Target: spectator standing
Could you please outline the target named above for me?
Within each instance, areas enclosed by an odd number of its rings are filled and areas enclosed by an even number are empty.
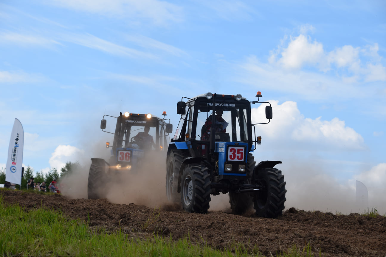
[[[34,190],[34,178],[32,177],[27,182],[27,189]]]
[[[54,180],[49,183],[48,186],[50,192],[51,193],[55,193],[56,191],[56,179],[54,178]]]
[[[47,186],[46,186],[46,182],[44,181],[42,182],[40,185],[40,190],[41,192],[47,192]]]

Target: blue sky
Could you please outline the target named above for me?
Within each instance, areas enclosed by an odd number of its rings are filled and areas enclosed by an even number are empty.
...
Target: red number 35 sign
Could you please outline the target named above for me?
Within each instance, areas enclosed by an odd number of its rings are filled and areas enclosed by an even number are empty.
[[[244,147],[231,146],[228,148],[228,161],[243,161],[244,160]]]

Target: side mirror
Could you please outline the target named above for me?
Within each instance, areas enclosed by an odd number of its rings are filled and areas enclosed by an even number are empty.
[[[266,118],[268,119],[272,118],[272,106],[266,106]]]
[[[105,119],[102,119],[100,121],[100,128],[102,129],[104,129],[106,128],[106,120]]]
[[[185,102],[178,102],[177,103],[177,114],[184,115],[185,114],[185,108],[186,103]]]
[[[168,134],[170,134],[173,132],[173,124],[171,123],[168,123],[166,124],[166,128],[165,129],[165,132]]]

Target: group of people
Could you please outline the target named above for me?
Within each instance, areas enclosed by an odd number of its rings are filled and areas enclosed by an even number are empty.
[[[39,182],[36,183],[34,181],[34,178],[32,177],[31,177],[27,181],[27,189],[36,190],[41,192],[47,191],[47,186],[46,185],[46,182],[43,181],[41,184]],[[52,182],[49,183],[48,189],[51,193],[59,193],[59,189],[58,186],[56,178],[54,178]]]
---
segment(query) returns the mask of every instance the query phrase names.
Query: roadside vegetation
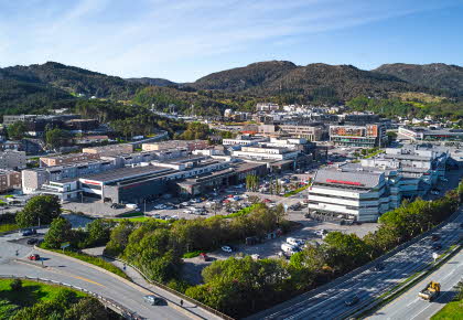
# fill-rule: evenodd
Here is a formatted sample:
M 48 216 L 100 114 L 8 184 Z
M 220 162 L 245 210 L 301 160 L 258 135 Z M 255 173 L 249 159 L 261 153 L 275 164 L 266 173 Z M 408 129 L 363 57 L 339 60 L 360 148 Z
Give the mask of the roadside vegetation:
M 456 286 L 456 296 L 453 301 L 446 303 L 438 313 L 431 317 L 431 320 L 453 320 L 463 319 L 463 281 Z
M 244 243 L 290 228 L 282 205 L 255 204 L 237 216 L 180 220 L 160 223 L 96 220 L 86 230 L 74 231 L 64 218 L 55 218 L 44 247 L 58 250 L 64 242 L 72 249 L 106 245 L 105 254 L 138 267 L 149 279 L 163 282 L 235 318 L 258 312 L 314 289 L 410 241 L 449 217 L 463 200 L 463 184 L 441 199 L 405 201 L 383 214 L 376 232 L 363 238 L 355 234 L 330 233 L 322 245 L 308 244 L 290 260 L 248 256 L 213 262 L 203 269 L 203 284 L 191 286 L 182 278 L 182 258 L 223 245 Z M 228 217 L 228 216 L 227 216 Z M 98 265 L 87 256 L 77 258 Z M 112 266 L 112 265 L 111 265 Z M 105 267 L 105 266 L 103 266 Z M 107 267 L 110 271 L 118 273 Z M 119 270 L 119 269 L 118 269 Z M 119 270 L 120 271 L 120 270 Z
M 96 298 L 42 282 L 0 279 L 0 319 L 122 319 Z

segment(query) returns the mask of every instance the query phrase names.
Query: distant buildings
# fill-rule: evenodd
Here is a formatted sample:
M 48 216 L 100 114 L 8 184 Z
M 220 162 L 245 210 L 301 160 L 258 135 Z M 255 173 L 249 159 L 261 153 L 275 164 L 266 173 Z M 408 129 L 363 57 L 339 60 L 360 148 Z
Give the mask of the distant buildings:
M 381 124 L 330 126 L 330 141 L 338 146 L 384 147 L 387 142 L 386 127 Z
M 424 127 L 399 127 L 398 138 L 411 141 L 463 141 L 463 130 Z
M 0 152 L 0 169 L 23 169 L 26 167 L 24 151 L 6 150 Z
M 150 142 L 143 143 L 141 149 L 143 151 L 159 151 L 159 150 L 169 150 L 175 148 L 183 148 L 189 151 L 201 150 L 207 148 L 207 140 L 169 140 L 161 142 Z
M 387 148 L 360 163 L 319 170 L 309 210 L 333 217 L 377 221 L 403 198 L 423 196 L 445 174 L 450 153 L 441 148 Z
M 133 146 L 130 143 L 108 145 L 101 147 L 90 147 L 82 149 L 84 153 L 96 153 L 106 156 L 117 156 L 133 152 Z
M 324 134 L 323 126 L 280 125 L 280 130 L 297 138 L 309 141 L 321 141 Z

* DESCRIPTION OF THE TASK *
Pick out each line in the items above that contains the word "vegetation", matching case exactly, and copy those lines.

* ANSWER *
Query: roadside vegetation
Give the mask of the roadside vegetation:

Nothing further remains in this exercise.